## Exercise directions
Please copy the data below word for word. Begin at the line that contains "Could you please locate the blurred sky" and stop after the last line of the data.
[START Records provided]
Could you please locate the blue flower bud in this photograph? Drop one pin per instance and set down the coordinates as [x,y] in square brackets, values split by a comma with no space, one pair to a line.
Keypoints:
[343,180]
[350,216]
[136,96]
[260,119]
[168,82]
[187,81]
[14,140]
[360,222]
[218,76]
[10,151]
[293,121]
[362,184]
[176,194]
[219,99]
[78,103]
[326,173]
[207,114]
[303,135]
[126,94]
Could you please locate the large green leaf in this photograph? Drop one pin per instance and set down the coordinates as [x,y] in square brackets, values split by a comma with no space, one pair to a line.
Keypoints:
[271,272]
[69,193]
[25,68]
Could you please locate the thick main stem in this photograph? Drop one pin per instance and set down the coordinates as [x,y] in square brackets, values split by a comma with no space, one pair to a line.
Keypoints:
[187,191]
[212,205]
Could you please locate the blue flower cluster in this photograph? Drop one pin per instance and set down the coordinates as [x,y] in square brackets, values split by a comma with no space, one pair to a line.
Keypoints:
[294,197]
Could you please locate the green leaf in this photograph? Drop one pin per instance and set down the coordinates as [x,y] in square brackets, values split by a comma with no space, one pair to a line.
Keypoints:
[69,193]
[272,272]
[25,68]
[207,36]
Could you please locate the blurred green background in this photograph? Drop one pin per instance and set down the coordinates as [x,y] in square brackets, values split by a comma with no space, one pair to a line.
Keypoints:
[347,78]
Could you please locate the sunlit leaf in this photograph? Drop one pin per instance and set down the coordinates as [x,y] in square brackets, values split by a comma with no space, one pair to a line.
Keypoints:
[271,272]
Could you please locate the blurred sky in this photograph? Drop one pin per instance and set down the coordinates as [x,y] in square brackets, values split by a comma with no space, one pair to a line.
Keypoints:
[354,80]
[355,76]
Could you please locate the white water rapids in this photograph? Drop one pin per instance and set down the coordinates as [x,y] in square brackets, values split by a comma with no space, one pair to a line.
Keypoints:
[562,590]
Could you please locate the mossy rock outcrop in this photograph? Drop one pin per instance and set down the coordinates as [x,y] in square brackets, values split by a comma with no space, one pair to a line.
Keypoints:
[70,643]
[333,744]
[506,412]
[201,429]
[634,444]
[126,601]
[END Records provided]
## Answer below
Could you please locate the blurred sky in this photograph? Drop one pin per instance and set down the coordinates as [x,y] in square brackets, values split by a comma with no space, one pair to a line.
Keypoints:
[354,80]
[355,76]
Could you please locate the white water rapids in this photograph? Drop one pin per instance and set down the coordinates as [x,y] in square brackets, values split by a comma with no space, one pair to a line.
Keypoints:
[562,590]
Could you please locate the mossy rock outcrop in this photograph? Drop one pin per instance and set down the coordinates as [x,y] in square brackets, values split by a comma with no space, one pair to a line.
Keypoints:
[70,643]
[333,744]
[506,412]
[201,429]
[634,444]
[126,601]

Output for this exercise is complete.